======== DATA UNDER STUDY ========

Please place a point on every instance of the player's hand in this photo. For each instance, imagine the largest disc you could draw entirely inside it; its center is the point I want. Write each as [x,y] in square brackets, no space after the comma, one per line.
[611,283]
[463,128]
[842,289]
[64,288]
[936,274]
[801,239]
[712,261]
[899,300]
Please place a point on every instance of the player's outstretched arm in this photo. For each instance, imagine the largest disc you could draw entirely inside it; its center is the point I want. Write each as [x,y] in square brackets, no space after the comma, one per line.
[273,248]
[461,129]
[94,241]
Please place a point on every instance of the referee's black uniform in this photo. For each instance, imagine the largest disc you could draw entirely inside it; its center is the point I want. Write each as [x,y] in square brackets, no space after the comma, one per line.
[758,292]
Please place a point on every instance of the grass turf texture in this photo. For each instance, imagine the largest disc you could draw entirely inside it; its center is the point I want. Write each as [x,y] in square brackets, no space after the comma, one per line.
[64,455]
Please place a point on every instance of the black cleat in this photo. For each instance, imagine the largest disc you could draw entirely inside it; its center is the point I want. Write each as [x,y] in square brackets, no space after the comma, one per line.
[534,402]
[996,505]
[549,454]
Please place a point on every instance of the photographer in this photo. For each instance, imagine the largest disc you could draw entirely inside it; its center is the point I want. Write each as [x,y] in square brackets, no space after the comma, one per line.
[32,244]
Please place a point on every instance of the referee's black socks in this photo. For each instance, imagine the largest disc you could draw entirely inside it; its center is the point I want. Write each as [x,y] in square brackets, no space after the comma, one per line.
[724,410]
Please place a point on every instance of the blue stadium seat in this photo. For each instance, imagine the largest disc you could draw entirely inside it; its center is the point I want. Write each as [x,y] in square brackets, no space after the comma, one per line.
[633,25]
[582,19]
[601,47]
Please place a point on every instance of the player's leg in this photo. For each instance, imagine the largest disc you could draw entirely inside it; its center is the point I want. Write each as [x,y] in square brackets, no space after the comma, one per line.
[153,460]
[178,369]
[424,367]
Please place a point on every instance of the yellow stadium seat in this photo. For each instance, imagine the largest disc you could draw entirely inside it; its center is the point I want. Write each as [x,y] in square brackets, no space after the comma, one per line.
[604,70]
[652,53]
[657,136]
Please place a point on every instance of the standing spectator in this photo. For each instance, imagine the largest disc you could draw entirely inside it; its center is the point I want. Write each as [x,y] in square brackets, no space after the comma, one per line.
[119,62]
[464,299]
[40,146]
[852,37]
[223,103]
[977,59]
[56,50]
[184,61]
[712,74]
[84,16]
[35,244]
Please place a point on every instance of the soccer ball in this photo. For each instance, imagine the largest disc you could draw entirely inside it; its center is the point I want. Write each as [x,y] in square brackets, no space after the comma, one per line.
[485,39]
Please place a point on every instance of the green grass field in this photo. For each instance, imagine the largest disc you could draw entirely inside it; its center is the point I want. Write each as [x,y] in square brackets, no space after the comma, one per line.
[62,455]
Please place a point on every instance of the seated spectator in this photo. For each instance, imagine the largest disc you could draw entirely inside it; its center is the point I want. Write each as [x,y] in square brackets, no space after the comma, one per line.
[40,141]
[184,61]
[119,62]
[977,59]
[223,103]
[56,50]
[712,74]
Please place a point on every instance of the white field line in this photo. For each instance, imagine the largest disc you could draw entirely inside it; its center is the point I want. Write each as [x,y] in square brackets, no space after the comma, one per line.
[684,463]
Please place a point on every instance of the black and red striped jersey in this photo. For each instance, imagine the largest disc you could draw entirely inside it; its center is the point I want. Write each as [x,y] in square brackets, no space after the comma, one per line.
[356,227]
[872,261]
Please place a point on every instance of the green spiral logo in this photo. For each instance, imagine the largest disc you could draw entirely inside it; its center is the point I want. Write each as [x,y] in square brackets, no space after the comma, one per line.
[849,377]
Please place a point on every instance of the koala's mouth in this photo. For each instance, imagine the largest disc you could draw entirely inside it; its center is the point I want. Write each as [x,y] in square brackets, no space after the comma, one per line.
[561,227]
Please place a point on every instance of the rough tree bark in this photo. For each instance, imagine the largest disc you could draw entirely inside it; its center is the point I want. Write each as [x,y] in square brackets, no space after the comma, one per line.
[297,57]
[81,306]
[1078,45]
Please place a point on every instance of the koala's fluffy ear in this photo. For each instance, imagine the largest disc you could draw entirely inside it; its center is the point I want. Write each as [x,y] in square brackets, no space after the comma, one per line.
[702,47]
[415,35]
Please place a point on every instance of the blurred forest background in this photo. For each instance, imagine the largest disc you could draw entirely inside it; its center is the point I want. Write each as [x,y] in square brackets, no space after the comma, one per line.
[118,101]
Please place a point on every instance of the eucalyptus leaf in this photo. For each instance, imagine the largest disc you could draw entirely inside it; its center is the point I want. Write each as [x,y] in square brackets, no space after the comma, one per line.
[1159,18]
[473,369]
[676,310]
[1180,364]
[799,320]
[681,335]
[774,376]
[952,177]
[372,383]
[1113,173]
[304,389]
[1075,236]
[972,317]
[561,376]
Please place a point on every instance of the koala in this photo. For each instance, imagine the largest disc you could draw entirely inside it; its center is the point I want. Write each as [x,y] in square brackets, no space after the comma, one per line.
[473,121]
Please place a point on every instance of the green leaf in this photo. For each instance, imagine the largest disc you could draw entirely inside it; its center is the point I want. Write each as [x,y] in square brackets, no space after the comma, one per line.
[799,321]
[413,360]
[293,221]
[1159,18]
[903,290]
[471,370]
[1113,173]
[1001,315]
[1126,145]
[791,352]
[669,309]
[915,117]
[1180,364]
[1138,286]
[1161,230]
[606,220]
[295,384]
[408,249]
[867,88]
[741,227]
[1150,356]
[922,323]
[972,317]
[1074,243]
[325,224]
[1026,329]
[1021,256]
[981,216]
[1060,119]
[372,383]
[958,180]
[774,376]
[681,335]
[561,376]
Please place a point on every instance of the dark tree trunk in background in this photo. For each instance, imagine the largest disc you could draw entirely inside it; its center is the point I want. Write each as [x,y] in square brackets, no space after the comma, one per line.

========

PROBLEM REQUIREMENTS
An exact copy of all the records above is the required answer.

EXPECTED ANSWER
Please place a point on every instance of the player's hand in this photo. For each instance, imagine the largest disc you could draw entirely inside it; its center is the point I want. Write each as [x,y] in square brackets, no space after the comma, one per line.
[611,283]
[463,128]
[842,289]
[64,288]
[936,274]
[801,239]
[712,261]
[899,300]
Please place a point on every instance of the player's outstretched arm in this photo. For each instance, imagine the largest disc you could draw entirely inside it; its center is the point I want. Write each as [x,y] in square brackets, no space after the comma, one per line.
[273,248]
[461,129]
[94,241]
Please place a point on every instance of the referee's black uniform in this photo. For each instance, imagine the largest disc you could draw entirely inside it; its center is the point I want. Write each as [x,y] in square brackets, no space after the comma, one per line.
[758,292]
Please place a point on every instance of the grass turf texture in this photo. For each instance, imagine the largest disc you could draw entirely inside it; its center is the point I want. Write each as [x,y] in square brackets, no space after the comma, one per line.
[64,455]
Please place a point on every instance of the black cleat in this photo. For each instance, imagine the largest disc you could draw entirely inside it; its center is the point I want. Write each as [x,y] in square brackets, no space after the comma, one per line.
[534,402]
[996,505]
[549,454]
Please place a point on every instance of the photographer in this photo. For each instance, imagine the largest disc you could draw entirely inside it; its center is the point I want. Write each as [x,y] in square brackets, no space after the comma, one per line.
[32,244]
Please place a point on every instance of the referee's black socks in this photo. For each instance, imagine the largest disc you could draw entirely inside it; its center is the point I want. Write each as [x,y] in square brackets, no space after the comma, one per line.
[724,410]
Please place a point on every instance of the blue stadium seat in this photo. For each instance, imagine the largest disc you could draw entirely inside it; its center is the point I want. Write each as [x,y] in square brackets, no space after the comma, one per line.
[633,25]
[582,19]
[601,47]
Please place a point on every instance of the player's leg in this photo. For each instance, imagine the largest disc you could draw entirely inside it; its center is the point I want. Write each as [x,y] in square brackets, no space after the comma, one per line.
[153,460]
[178,369]
[424,367]
Please place a point on every instance of the yellow stadium seat in this photo. For each instance, imagine the largest disc you could draw entirely inside it; its center is the point I want. Write each as [x,y] in square brackets, no space after the comma, one per line.
[604,70]
[652,53]
[657,136]
Please place a point on every instance of the standing spectator in this photo. For each instance, imagine the largest disc you could draw entirely inside it; its center is the point I want. Write each as [x,y] in square brackets, no space after the comma, one per line.
[119,62]
[464,299]
[40,146]
[852,37]
[223,103]
[977,59]
[56,50]
[184,61]
[712,74]
[84,16]
[35,244]
Please place a point on every instance of the soccer ball in this photo. For each instance, imagine the largest disc you could draw entirely inside it; its center is the point I want. Write each as [x,y] in square brackets, no space after the comma, one per line.
[485,39]
Please place a point on every instance of the green grass field in this photo. For each instance, imagine the largest disc you could draw entirely inside it; its center is the point I want. Write each as [x,y] in square brackets, no space after the comma, one per line.
[62,455]
Please place a point on every instance of the seated spectator in this photo. For each instance, imagine the largest disc you could draw entirely inside it; its center is the point I want. Write each as [x,y] in square brackets, no space after the comma, one per line.
[40,141]
[184,61]
[119,62]
[977,59]
[223,103]
[56,50]
[712,74]
Please place a point on every instance of the white field line in this photo. For each instance, imagine the largest disc you could draw entirely inside it; its center is the point I want. Write each as [x,y] in square brackets, no space after the comma, one per line.
[684,463]
Please place a point on every instance of the black and red striped jersey in this photo. For each instance, imagine the largest disc you could draw entirely inside it; its center is the point I want. Write each as [x,y] in square brackets, no space after the comma, one per line.
[356,227]
[872,261]
Please place a point on every instance of the green spiral logo in this photo. For each instance, imagine the largest disc you could draw entirely inside it; its center is the point I want. Write each as [x,y] in square brackets, no space after the comma, one per line.
[849,377]
Please place a point on every instance of the koala's mouth in this photo. For each instance, imagine the largest disc you could draw entirely inside it; its center is the point I want. Write each as [x,y] in square brackets, no space after the comma, one per line.
[561,227]
Please place a point on every instance of the rough tree bark in this photo. For each instance, imagine the largest disc you could draw entirely inside it; its center is the point I want. Write each as [x,y] in square brackets, no space after the comma, one per line.
[297,57]
[81,306]
[1078,45]
Please place a point on every instance of the koala's fluffy ear in this photo. For each instance, imagine the largest disc you could draw entirely inside it; its center is the point I want. Write each as [x,y] in square brackets, no space after the comma, one per line.
[702,47]
[415,35]
Please place a point on every instance of the blurred forest background in this photo. For each instance, imagine the largest disc you could draw entirely inside it; its center is the point I want. Write each as [x,y] in square brackets, no space after the comma, one per line.
[118,101]
Please place a point on every instance of the eucalyptus leaf in this photo. For each instance, imagine the largest disc you could draw entirely inside it; its center is the point I want. Write each as [x,y] in square brackets, no space after the comma, one per line.
[1159,18]
[473,369]
[676,310]
[1180,364]
[799,320]
[681,335]
[774,376]
[952,177]
[372,383]
[1113,173]
[304,389]
[1075,236]
[972,317]
[561,376]
Please place a point on every instance of the koala in this photo. For each instance, imagine the largest disc you could draw entirely inside it; its center is the point I want. Write each as [x,y] in square brackets, no space after the comma, one per line.
[473,121]
Please place a point on every instance of the green leaf in this photo. For each instance, imagine the largest disc you could draw entirely inside it; its center is the point I want. Write each as [x,y] in square brackets, no space after the comma, one per line.
[799,321]
[413,360]
[293,221]
[1159,18]
[903,290]
[471,370]
[1113,173]
[1001,315]
[1126,145]
[791,352]
[669,309]
[915,117]
[1180,364]
[1138,286]
[1161,230]
[606,220]
[295,384]
[408,249]
[867,88]
[741,227]
[1150,356]
[922,323]
[972,317]
[1074,243]
[325,224]
[1026,329]
[1021,256]
[981,216]
[1060,119]
[372,383]
[958,180]
[774,376]
[681,335]
[561,376]
Please place a point on every instance of the dark tree trunk in background in this photo. For each instance, imagine the largest disc you could draw entirely inside it; its center is the point I want. Write each as [x,y] in square brackets, no space after the comma, one per line.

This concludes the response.